## START

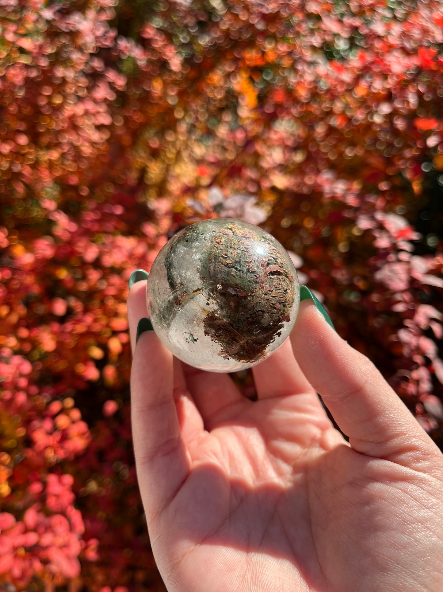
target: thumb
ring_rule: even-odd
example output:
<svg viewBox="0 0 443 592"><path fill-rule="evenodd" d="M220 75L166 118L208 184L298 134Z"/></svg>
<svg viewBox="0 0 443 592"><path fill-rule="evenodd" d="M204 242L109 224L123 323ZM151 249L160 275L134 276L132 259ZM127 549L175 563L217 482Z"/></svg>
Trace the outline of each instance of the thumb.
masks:
<svg viewBox="0 0 443 592"><path fill-rule="evenodd" d="M405 466L441 464L431 438L369 359L351 348L313 302L301 303L294 355L354 450Z"/></svg>

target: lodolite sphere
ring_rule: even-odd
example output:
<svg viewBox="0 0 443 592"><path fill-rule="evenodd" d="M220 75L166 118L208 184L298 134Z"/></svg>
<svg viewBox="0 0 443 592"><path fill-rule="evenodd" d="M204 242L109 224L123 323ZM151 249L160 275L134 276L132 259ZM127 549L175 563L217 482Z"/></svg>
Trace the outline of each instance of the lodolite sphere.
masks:
<svg viewBox="0 0 443 592"><path fill-rule="evenodd" d="M299 289L292 262L260 228L204 220L163 247L148 280L148 311L161 341L203 370L254 366L289 335Z"/></svg>

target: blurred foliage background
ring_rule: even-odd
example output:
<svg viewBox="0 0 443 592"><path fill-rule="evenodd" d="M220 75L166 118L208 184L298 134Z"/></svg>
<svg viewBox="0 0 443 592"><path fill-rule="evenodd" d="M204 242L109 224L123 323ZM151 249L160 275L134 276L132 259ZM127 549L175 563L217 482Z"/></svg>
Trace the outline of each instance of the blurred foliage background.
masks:
<svg viewBox="0 0 443 592"><path fill-rule="evenodd" d="M201 219L272 233L442 446L442 49L438 0L0 0L1 590L165 589L125 303Z"/></svg>

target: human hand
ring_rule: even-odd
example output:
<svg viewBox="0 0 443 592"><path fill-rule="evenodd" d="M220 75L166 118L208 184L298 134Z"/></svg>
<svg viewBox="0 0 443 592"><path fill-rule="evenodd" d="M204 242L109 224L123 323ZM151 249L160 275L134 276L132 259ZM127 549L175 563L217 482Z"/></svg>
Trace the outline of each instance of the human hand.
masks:
<svg viewBox="0 0 443 592"><path fill-rule="evenodd" d="M135 346L146 285L128 301L132 430L169 592L441 592L443 456L368 359L304 301L253 402L154 331Z"/></svg>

## END

Reproduce all of the rows above verbatim, leaving out the pictures.

target: thumb
ring_rule: even-odd
example output:
<svg viewBox="0 0 443 592"><path fill-rule="evenodd" d="M220 75L166 118L208 184L298 134Z"/></svg>
<svg viewBox="0 0 443 592"><path fill-rule="evenodd" d="M204 242L109 224L123 323ZM151 249L160 275L134 276L132 259ZM127 549L175 563L217 482Z"/></svg>
Trace the outline of each instance of the thumb.
masks:
<svg viewBox="0 0 443 592"><path fill-rule="evenodd" d="M405 466L441 464L431 438L369 359L351 348L313 302L301 303L294 355L354 450Z"/></svg>

target: lodolite sphere
ring_rule: even-odd
example output:
<svg viewBox="0 0 443 592"><path fill-rule="evenodd" d="M220 75L166 118L208 184L298 134Z"/></svg>
<svg viewBox="0 0 443 592"><path fill-rule="evenodd" d="M204 242L109 224L123 323ZM151 249L160 275L134 276L132 259ZM127 549L175 563L217 482Z"/></svg>
Trace the outline of each instance of the lodolite sphere.
masks:
<svg viewBox="0 0 443 592"><path fill-rule="evenodd" d="M299 289L292 262L260 228L204 220L163 247L148 280L148 311L161 341L203 370L254 366L289 335Z"/></svg>

target: blurred foliage background
ring_rule: even-odd
example output:
<svg viewBox="0 0 443 592"><path fill-rule="evenodd" d="M220 75L166 118L208 184L298 134Z"/></svg>
<svg viewBox="0 0 443 592"><path fill-rule="evenodd" d="M204 242L109 224L123 323ZM151 249L160 275L134 276L132 259ZM127 549L175 563L217 482Z"/></svg>
Trace the outline of each instance of the blurred foliage background.
masks:
<svg viewBox="0 0 443 592"><path fill-rule="evenodd" d="M201 219L272 233L442 446L442 49L438 0L0 0L1 590L165 589L125 303Z"/></svg>

target: human hand
ring_rule: even-odd
example output:
<svg viewBox="0 0 443 592"><path fill-rule="evenodd" d="M220 75L166 118L208 184L298 134Z"/></svg>
<svg viewBox="0 0 443 592"><path fill-rule="evenodd" d="M204 242L109 224L123 323ZM151 249L160 275L134 276L132 259ZM127 549L175 563L217 482Z"/></svg>
Trace the outline of each instance of the human hand.
masks:
<svg viewBox="0 0 443 592"><path fill-rule="evenodd" d="M135 346L146 285L128 301L132 430L169 592L441 592L443 456L368 359L304 301L253 402L154 331Z"/></svg>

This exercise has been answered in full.